• **Passage shown**
Maybe rename ct_dpif_timeout_value_def to ct_dpif_netdev* ?


> +
> +static void OVS_UNUSED
> +timeout_policy_dump(struct timeout_policy *tp)
> +{
> +    bool present;
> +    int i;
> +
> +    VLOG_DBG("Timeout Policy ID %u:", tp->policy.id);
> +    for (i = 0; i < ARRAY_SIZE(tp->policy.attrs); i++) {
> +        if (tp->policy.present & (1 << i)) {
> +            present = !!(tp->policy.present & (1 << i));
> +            VLOG_DBG("  Policy: %s present: %u value: %u",
> +                      dpif_ct_timeout_str[i], present, tp->policy.attrs[i]);
> +        }
> +    }
> +}

Is this static function needed? It does not seem to be called within
conntrack-tp.c. If it is not needed, we should remove
dpif_ct_timeout_str as well.


> +
> +static struct timeout_policy *
> +timeout_policy_lookup(struct conntrack *ct, int32_t tp_id)
> +    OVS_REQUIRES(ct->ct_lock)

• **Complete the following**
1. Decide whether each statement agrees with the review excerpt, answering yes or no and quoting the deciding words exactly: (a) The reviewer proposes a new name for ct_dpif_timeout_value_def. (b) The reviewer notes that timeout_policy_dump is called within conntrack-tp.c. (c) timeout_policy_lookup is marked as requiring ct->ct_lock.
2. According to the review excerpt, what else should be removed if the static function is not needed?
3. Return the part of the review excerpt between "Is this static" and "conntrack *ct, int32_t tp_id)", inclusive, copied exactly.

• **Information shown**
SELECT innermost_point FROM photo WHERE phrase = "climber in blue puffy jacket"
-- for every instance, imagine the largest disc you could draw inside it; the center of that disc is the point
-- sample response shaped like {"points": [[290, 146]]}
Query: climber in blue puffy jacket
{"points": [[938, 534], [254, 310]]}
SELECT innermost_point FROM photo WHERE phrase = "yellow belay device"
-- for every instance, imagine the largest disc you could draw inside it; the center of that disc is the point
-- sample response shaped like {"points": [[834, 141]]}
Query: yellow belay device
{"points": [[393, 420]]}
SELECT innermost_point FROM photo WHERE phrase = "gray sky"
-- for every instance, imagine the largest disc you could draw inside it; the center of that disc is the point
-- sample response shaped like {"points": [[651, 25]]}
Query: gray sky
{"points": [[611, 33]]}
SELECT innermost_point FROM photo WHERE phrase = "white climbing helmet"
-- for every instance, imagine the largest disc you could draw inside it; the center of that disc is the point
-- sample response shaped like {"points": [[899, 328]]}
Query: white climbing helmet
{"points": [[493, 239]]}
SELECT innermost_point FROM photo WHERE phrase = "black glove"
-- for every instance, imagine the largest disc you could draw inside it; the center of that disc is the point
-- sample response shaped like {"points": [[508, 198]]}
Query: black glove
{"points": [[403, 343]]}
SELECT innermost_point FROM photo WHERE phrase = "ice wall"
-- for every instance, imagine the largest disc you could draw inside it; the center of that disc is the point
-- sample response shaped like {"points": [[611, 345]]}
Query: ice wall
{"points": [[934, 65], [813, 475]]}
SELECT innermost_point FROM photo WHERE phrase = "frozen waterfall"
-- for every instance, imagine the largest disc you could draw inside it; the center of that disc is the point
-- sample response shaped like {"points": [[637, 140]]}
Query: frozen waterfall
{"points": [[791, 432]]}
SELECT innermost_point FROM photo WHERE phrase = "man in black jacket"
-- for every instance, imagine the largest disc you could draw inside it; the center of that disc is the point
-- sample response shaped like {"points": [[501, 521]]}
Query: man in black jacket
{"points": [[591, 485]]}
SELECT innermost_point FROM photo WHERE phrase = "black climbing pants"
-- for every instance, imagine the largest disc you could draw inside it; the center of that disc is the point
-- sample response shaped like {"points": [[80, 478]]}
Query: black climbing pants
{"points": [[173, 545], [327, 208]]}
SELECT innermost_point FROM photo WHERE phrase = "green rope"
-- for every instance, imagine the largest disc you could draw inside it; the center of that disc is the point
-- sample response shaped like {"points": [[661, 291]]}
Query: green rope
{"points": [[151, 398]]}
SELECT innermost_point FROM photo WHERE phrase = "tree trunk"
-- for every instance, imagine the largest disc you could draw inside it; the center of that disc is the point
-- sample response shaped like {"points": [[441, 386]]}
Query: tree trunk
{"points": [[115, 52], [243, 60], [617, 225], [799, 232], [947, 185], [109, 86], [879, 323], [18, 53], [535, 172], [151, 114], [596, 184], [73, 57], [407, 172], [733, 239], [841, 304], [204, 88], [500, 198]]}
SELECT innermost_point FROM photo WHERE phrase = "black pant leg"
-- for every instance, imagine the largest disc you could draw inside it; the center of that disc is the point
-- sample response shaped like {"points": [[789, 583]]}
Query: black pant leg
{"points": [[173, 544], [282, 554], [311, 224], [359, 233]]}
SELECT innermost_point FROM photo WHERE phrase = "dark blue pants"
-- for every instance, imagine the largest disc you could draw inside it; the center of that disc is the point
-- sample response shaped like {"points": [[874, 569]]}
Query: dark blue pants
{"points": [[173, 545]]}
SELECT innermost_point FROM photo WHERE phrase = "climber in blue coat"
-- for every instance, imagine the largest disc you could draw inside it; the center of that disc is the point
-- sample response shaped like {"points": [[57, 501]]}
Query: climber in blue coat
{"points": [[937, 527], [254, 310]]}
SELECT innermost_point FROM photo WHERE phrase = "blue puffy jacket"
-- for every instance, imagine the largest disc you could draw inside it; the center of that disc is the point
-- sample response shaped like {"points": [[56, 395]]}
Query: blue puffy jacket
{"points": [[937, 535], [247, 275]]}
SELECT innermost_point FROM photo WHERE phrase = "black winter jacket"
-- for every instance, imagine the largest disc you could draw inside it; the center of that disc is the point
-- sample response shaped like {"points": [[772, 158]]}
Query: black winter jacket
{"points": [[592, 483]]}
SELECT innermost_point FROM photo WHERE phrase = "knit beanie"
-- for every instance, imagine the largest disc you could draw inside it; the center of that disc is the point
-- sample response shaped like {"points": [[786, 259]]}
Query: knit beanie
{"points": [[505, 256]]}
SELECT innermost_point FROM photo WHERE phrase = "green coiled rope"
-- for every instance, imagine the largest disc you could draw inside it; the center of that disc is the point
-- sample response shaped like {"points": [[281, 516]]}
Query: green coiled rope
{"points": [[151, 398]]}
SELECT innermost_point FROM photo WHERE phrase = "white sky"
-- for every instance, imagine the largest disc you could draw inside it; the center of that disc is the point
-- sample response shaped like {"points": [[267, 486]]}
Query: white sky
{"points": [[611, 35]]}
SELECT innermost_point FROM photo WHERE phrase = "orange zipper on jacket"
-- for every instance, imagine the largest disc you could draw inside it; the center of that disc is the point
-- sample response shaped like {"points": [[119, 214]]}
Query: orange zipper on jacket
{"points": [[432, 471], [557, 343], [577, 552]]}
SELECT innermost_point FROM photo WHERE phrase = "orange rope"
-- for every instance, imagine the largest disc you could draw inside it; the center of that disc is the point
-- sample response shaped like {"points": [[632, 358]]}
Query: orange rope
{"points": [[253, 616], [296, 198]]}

• **In response**
1.
(a) Yes: "Maybe rename ct_dpif_timeout_value_def to ct_dpif_netdev* ?"
(b) No: "It does not seem to be called within conntrack-tp.c."
(c) Yes: "OVS_REQUIRES(ct->ct_lock)"

2. dpif_ct_timeout_str

3.
Is this static function needed? It does not seem to be called within
conntrack-tp.c. If it is not needed, we should remove
dpif_ct_timeout_str as well.


> +
> +static struct timeout_policy *
> +timeout_policy_lookup(struct conntrack *ct, int32_t tp_id)